▶ [Work to complete]:
Print all the entries verbatim.

Dataset excerpts on object pointing
================
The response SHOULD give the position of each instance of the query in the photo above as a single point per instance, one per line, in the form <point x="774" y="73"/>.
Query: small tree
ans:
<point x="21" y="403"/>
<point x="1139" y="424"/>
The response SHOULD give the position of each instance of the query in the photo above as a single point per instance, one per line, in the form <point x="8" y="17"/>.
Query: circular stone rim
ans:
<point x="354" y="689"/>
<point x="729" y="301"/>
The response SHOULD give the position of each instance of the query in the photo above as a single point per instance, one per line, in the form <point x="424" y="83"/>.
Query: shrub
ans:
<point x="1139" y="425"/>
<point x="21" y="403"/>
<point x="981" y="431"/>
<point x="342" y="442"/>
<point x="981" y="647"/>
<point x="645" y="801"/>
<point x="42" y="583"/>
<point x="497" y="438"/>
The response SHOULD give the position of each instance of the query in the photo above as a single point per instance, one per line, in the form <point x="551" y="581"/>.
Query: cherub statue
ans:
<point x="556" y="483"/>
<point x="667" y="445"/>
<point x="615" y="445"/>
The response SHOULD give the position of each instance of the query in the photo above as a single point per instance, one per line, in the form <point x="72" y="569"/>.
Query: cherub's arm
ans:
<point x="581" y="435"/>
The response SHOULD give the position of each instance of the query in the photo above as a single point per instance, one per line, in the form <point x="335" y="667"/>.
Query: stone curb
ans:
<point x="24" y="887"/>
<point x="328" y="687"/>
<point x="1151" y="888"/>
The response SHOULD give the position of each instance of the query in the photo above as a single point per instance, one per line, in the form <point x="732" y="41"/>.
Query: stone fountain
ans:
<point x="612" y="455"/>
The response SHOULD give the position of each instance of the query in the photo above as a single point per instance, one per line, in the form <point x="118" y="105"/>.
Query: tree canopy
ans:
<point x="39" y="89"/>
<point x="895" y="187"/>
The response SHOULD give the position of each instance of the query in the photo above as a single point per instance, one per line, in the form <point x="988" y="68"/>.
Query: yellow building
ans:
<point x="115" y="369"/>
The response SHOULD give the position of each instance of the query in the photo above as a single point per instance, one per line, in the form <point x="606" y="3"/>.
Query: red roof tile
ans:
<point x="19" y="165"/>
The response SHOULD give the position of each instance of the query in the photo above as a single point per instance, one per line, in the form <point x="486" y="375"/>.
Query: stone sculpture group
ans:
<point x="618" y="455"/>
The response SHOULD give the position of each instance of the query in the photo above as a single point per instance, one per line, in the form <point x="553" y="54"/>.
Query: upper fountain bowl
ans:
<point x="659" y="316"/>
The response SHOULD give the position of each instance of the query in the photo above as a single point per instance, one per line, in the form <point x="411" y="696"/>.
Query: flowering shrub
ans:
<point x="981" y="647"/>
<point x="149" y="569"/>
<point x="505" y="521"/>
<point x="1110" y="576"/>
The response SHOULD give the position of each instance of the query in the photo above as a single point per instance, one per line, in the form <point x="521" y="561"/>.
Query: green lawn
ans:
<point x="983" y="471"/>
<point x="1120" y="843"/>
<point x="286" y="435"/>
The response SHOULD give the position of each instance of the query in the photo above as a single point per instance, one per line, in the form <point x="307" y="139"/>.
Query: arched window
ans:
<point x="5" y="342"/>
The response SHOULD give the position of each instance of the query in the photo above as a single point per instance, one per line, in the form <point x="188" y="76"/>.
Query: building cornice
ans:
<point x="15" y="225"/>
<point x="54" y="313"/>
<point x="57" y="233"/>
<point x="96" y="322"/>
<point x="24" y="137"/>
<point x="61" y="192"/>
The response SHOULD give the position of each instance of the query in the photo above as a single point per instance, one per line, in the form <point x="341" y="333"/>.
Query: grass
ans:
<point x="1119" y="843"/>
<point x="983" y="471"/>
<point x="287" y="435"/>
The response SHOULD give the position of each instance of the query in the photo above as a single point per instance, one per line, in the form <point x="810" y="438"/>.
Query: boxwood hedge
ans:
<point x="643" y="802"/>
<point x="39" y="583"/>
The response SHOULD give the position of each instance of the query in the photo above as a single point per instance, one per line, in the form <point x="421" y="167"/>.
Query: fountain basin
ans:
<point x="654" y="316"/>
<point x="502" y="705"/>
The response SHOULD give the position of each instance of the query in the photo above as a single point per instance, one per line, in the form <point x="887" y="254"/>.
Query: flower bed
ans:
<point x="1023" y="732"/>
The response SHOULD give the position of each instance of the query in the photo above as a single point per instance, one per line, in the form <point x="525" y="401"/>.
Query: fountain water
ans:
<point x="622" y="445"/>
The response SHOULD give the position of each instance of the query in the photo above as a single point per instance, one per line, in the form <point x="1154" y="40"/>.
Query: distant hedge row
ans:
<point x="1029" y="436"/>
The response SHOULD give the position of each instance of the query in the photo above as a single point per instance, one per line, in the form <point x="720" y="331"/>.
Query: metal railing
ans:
================
▶ [Full response]:
The response SHOULD give the position of each instance of the query in the photo above as a single point per instance, one per line, in the form <point x="774" y="73"/>.
Query: small tree
ans:
<point x="21" y="403"/>
<point x="1139" y="424"/>
The response SHOULD give the position of each instance of the query in the photo above as a single point per instance, one per line, in the form <point x="8" y="17"/>.
Query: circular stone rim
ans:
<point x="354" y="689"/>
<point x="729" y="301"/>
The response SHOULD give the position of each instance of the query in the photo above as a single point per instance, one per line, in the form <point x="424" y="83"/>.
Query: shrub
ans:
<point x="1139" y="425"/>
<point x="21" y="403"/>
<point x="981" y="431"/>
<point x="342" y="442"/>
<point x="981" y="647"/>
<point x="645" y="801"/>
<point x="42" y="583"/>
<point x="497" y="438"/>
The response SHOULD give the position of each instance of the query in the photo above as a single point per instance, one per line, in the form <point x="551" y="581"/>.
Query: cherub statue
ans:
<point x="556" y="483"/>
<point x="667" y="445"/>
<point x="615" y="445"/>
The response SHOULD give the position of each instance of the query in the photo above as a single point per instance, one per line, in the form <point x="72" y="569"/>.
Query: cherub's arm
ans:
<point x="581" y="435"/>
The response SHOULD give the position of each instance of the query in the photo above as a single point per instance, one per line, in the form <point x="335" y="667"/>.
Query: stone curb
ans:
<point x="24" y="887"/>
<point x="328" y="687"/>
<point x="1151" y="888"/>
The response SHOULD give the position of each instance of the query in the photo above as a single point per instance, one per line, in the form <point x="732" y="41"/>.
Query: stone fountain
ans:
<point x="612" y="455"/>
The response SHOULD give the position of each instance of the query in the photo above as a single point per instance, one per line, in the form <point x="118" y="105"/>.
Query: tree canopy
ans:
<point x="39" y="89"/>
<point x="895" y="187"/>
The response SHOULD give the position of each instance of the query in the photo above as a single point per instance, one per line, in the form <point x="988" y="68"/>.
Query: yellow building
ans:
<point x="115" y="369"/>
The response SHOULD give the position of each instance of the query in the photo above as a single point per instance, one per line, in the form <point x="606" y="3"/>.
Query: red roof tile
ans:
<point x="19" y="165"/>
The response SHOULD give the position of each instance of the query in the photo above as a single point per instance, one per line, in the form <point x="486" y="375"/>.
Query: stone sculpture group
ans:
<point x="618" y="455"/>
The response SHOULD give the position of each instance of the query in the photo above as a single point per instance, one per line, in the form <point x="553" y="54"/>.
Query: upper fountain bowl
ans:
<point x="659" y="316"/>
The response SHOULD give the position of each instance of the query in the photo above as a single point per instance, one per line, in the form <point x="411" y="696"/>.
Query: flowering shrub
ans:
<point x="981" y="647"/>
<point x="149" y="569"/>
<point x="505" y="521"/>
<point x="1110" y="576"/>
The response SHOULD give the position of each instance of the query in the photo above as a single point per instance, one per line, in the form <point x="521" y="561"/>.
Query: green lawn
ans:
<point x="983" y="471"/>
<point x="1120" y="843"/>
<point x="286" y="435"/>
The response SHOULD give the position of each instance of the query in the photo above as a single point per instance, one per line, in the form <point x="307" y="139"/>.
Query: arched window
ans:
<point x="5" y="342"/>
The response SHOULD give the position of each instance of the query in the photo above as a single point per instance, one per line, in the form <point x="188" y="76"/>.
Query: building cornice
ans:
<point x="15" y="225"/>
<point x="54" y="313"/>
<point x="57" y="233"/>
<point x="96" y="322"/>
<point x="24" y="137"/>
<point x="61" y="192"/>
The response SHOULD give the position of each instance of the query in the photo above as a single point per instance, one per line, in the form <point x="341" y="333"/>.
Query: grass
ans:
<point x="1119" y="843"/>
<point x="983" y="471"/>
<point x="287" y="435"/>
The response SHOULD give the position of each instance of the query in the photo above as a single point per instance, one per line, in the form <point x="810" y="438"/>.
Query: boxwood hedge
ans:
<point x="643" y="802"/>
<point x="39" y="583"/>
The response SHOULD give the position of each instance of the query in the photo above as a single point per instance, one per line, in the form <point x="421" y="167"/>.
Query: fountain basin
ans:
<point x="654" y="316"/>
<point x="502" y="705"/>
The response SHOULD give the position of each instance of the query in the photo above as a single point per instance, one per line, in the form <point x="887" y="254"/>.
Query: flower bed
ans:
<point x="1023" y="732"/>
The response SHOULD give the position of each instance of the query in the photo above as a single point per instance, one per line, in the form <point x="525" y="401"/>.
Query: fountain water
ans:
<point x="622" y="445"/>
The response SHOULD give the position of each instance of the query in the photo above as a single point per instance, one per line, in the form <point x="1154" y="40"/>.
Query: distant hedge row
ans:
<point x="1029" y="436"/>
The response SHOULD give the position of each instance of the query in the photo above as a single point per instance, one per line, in the form <point x="720" y="331"/>.
Query: metal railing
ans:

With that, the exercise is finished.